> **Work order**
Filter the entries below, keeping only lines with "woman".

[Records — start]

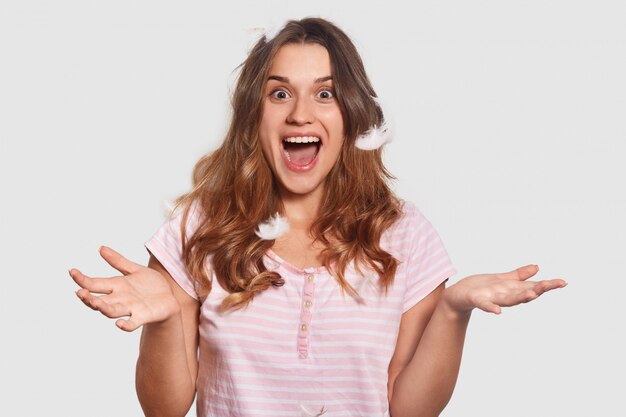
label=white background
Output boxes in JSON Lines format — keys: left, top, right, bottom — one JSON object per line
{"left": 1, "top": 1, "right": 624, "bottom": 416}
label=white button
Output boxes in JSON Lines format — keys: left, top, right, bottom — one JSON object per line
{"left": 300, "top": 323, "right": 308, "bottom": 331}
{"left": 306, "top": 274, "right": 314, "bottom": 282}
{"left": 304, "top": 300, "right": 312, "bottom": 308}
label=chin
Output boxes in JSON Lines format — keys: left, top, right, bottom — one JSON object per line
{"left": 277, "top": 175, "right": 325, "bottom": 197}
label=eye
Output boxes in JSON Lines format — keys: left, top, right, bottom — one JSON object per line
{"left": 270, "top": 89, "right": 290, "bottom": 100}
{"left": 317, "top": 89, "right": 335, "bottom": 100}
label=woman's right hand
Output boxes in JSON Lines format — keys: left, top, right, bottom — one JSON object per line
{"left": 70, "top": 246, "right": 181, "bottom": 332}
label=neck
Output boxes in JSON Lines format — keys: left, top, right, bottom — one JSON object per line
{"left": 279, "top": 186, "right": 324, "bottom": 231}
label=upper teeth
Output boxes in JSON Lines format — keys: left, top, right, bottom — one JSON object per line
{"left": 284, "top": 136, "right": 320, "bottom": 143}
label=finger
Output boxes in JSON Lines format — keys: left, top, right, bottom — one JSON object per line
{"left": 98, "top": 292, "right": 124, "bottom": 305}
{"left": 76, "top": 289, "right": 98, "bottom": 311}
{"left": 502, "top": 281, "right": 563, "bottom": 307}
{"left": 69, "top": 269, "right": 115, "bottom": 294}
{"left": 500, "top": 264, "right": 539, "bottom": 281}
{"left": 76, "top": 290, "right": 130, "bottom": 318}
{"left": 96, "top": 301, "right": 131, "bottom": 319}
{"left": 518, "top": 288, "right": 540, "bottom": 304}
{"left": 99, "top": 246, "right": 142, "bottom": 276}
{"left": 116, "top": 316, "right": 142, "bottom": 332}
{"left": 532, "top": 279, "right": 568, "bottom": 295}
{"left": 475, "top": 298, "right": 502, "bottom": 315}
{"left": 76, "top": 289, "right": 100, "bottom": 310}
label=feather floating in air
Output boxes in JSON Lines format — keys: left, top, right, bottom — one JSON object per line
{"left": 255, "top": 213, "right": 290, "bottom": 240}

[Records — finish]
[Records — start]

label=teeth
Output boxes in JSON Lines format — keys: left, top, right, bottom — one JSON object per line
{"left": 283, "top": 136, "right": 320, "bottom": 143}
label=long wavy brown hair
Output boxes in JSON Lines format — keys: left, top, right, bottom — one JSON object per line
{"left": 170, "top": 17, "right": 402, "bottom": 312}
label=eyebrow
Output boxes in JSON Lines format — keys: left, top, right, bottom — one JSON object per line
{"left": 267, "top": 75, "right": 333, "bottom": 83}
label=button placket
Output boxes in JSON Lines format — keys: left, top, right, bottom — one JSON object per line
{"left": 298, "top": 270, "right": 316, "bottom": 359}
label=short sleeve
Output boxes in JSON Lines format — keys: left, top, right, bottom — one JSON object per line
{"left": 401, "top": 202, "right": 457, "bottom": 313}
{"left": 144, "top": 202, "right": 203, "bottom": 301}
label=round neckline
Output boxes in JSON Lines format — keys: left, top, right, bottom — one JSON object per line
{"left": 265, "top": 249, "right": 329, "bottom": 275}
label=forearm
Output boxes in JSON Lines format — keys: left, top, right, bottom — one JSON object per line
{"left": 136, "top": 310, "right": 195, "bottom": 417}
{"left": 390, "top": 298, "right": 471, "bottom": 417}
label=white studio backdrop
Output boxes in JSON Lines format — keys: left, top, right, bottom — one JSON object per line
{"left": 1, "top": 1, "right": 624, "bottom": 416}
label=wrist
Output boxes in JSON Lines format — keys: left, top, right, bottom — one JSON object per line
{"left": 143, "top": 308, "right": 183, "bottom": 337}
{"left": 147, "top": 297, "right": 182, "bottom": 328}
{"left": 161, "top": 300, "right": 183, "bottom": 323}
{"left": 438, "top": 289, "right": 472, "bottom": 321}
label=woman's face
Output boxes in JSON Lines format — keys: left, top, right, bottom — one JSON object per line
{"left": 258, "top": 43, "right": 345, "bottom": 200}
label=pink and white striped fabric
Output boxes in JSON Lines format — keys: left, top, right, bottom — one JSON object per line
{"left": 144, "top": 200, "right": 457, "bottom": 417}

[Records — finish]

> **Written answer**
label=woman's right hand
label=woman's face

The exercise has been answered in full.